▼

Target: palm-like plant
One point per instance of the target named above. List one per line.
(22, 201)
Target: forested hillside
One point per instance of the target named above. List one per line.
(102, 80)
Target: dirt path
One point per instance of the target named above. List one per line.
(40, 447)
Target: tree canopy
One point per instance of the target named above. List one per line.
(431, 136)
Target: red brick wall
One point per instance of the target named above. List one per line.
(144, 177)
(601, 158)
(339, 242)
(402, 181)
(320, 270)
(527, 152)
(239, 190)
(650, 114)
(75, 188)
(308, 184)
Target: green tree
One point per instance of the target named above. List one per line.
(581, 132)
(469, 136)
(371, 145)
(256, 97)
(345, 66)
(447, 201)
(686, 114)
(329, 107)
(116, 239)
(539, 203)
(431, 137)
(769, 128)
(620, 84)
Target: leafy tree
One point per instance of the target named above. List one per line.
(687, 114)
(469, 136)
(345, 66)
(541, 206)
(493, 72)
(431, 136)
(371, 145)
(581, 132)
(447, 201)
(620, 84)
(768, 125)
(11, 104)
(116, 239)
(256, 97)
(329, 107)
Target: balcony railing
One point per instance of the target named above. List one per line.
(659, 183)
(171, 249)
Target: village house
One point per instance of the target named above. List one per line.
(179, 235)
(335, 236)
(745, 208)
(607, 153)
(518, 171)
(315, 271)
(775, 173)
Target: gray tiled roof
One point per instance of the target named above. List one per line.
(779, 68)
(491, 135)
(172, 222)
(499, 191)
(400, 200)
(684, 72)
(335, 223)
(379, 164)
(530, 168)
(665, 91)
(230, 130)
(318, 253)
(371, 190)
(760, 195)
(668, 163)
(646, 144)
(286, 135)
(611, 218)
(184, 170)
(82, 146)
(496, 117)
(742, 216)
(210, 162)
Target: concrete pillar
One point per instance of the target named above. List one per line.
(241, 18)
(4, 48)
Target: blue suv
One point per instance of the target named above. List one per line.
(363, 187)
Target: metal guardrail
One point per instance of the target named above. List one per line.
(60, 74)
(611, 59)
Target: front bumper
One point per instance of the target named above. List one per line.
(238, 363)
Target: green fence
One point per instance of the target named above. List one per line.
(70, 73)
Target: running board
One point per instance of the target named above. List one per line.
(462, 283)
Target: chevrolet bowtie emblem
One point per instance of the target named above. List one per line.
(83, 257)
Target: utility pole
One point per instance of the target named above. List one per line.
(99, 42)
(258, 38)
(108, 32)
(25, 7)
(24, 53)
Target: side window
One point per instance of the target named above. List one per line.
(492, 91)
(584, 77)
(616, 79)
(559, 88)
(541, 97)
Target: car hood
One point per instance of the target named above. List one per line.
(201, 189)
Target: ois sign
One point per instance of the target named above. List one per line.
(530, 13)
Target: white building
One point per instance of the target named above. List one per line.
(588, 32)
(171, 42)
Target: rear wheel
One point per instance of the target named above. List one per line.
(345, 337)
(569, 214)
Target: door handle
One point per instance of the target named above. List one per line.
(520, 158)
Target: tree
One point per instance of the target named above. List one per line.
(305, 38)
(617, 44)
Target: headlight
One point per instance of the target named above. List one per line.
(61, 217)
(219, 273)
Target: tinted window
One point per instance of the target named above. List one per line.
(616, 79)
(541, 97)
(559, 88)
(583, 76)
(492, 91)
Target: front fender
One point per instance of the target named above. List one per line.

▲

The answer must contain every line of the material, unchanged.

→ **ANSWER TO THIS PROBLEM**
Target: palm-like plant
One point per instance of the target named above. List one per line.
(22, 201)
Target: forested hillside
One point per instance of the target named above. List one per line.
(102, 80)
Target: dirt path
One point per instance of the target named above. List one per line.
(40, 447)
Target: tree canopy
One point per instance of the target named above. List one per line.
(431, 136)
Target: red brick wall
One point per instance of the target named above. List one per line.
(144, 177)
(601, 158)
(339, 242)
(402, 181)
(320, 270)
(527, 152)
(239, 190)
(650, 114)
(75, 188)
(308, 184)
Target: green tree
One point per instance of the target named above. List one per line.
(581, 132)
(469, 136)
(371, 145)
(256, 97)
(345, 66)
(447, 201)
(686, 114)
(329, 107)
(116, 239)
(539, 203)
(431, 137)
(769, 128)
(620, 84)
Target: leafy tree
One point per instance of the target named above. List one per line.
(687, 114)
(469, 136)
(345, 66)
(541, 206)
(493, 72)
(431, 136)
(371, 145)
(581, 132)
(447, 201)
(620, 84)
(768, 125)
(11, 104)
(116, 239)
(256, 97)
(329, 107)
Target: balcony railing
One point per instance of the target named above. List one per line.
(659, 183)
(171, 249)
Target: village house
One point per instance of the target named above. List one per line.
(179, 235)
(335, 236)
(745, 208)
(607, 153)
(518, 171)
(315, 271)
(775, 173)
Target: gray tiled roof
One point per instance of the target named above. List one per line.
(779, 68)
(491, 135)
(172, 222)
(499, 191)
(400, 200)
(684, 72)
(335, 223)
(379, 164)
(530, 168)
(665, 91)
(230, 130)
(318, 253)
(371, 190)
(760, 195)
(668, 163)
(646, 144)
(286, 135)
(611, 218)
(184, 170)
(82, 146)
(496, 117)
(742, 216)
(210, 162)
Target: concrete pillar
One point per instance of the target named above. List one per line.
(241, 18)
(4, 48)
Target: blue suv
One point per instance of the target named above. List one per line.
(363, 187)
Target: metal guardrail
One point per instance of the target named above. List one per line.
(60, 74)
(611, 59)
Target: front bumper
One point per instance of the target named above. List one per line.
(238, 363)
Target: green fence
One point per instance of the target named above. List one per line.
(70, 73)
Target: running board
One point per instance of the target named above. List one per line.
(462, 283)
Target: chevrolet bowtie emblem
One point per instance of the target named above. List one per line.
(83, 257)
Target: utility pole
One point per instance of the target named above. List one per line.
(99, 42)
(258, 38)
(108, 32)
(25, 7)
(24, 53)
Target: side window
One point per instance of the target named above. List one per line.
(492, 91)
(584, 77)
(616, 79)
(559, 88)
(541, 97)
Target: car hood
One point per instance of the target named above. List one per line.
(201, 189)
Target: ois sign
One point per instance of the target named above. List one per line.
(530, 13)
Target: white building
One point per instance of the target named above. List one per line.
(588, 32)
(171, 42)
Target: rear wheel
One point per instance of the target named above. List one per line.
(345, 337)
(569, 214)
Target: door handle
One point per instance of the target named above. List one per line.
(520, 158)
Target: tree
One point per instance of the target named above. List one per line.
(305, 38)
(617, 44)
Target: headlight
One point per instance of the target named above. List one per line.
(61, 217)
(219, 273)
Target: tinted window
One point per instance of the target named above. List one per line.
(616, 79)
(541, 97)
(559, 88)
(583, 76)
(492, 91)
Target: front fender
One point per instance of the target named above. List one per line.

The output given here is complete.